▶ Source data:
>> begin

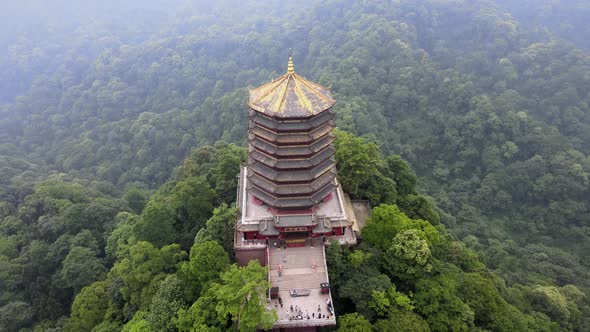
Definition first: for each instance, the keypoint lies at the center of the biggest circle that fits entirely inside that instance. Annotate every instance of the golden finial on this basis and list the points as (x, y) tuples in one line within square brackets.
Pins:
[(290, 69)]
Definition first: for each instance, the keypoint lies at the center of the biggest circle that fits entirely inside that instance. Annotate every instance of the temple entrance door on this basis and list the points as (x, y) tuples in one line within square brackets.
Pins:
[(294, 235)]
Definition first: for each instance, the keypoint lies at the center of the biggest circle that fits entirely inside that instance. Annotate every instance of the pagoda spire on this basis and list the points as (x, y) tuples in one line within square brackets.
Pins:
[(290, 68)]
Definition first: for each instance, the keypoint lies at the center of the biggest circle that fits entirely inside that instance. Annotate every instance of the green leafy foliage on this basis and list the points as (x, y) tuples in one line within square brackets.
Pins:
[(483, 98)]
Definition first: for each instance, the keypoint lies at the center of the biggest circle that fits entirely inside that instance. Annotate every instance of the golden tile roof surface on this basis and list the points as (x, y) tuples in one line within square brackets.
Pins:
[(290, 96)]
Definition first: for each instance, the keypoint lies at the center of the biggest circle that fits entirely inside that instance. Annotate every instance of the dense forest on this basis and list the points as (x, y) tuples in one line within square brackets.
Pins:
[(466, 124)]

>> end
>> begin

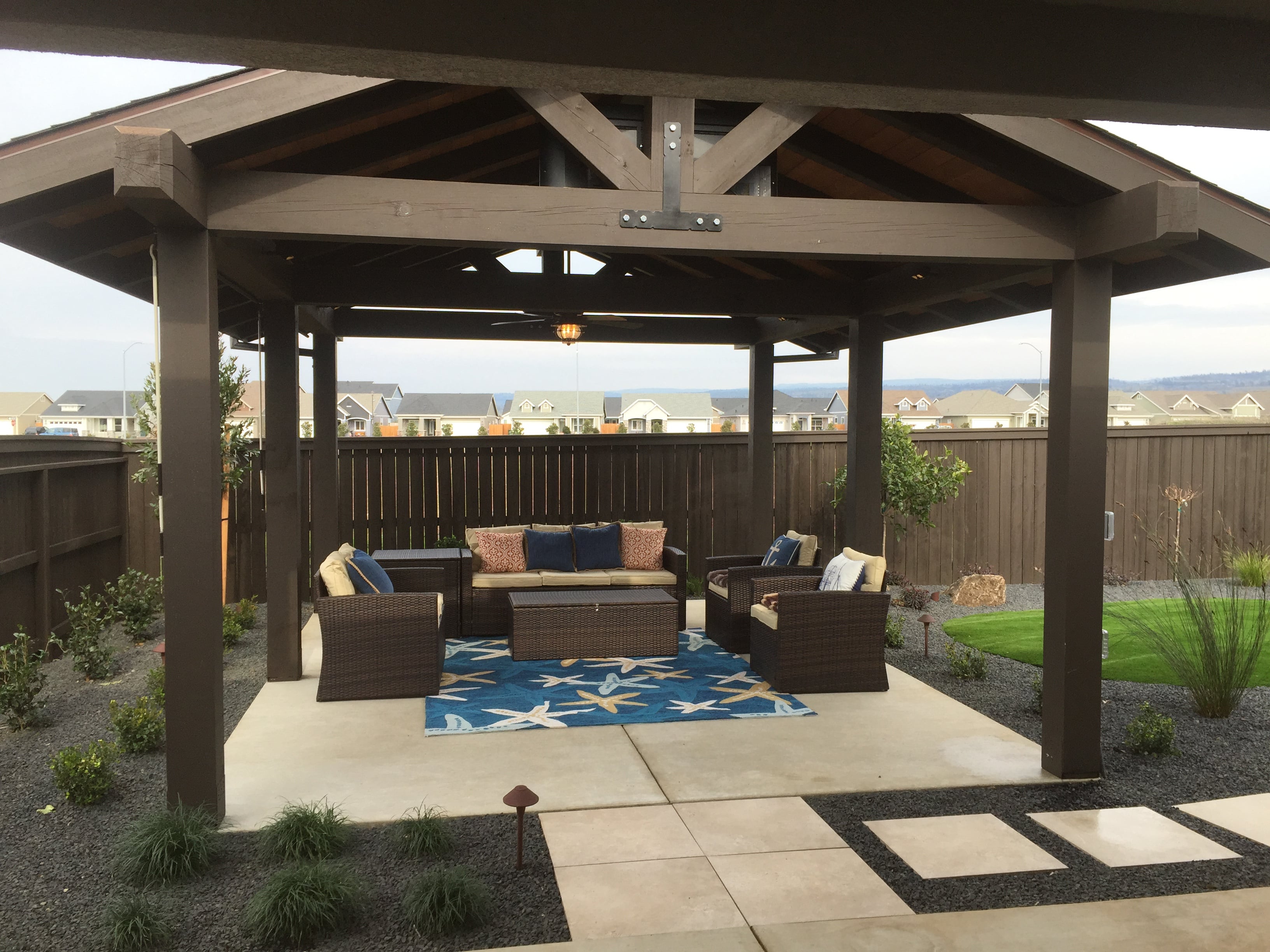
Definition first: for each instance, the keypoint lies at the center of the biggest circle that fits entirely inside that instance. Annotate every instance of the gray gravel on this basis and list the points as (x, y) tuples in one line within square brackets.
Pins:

>> end

Copy out verbatim every row from the one containing "of the dense" down to the one containing "[(466, 124)]", including both of those rows.

Definition first: for each instance, the keypoint lies at the center of the biggest circle that fits entirely inside that instance. Annotate every instance of the dense forest on this basis and list the points as (x, y) tuples in one line within square brackets.
Pins:
[(466, 124)]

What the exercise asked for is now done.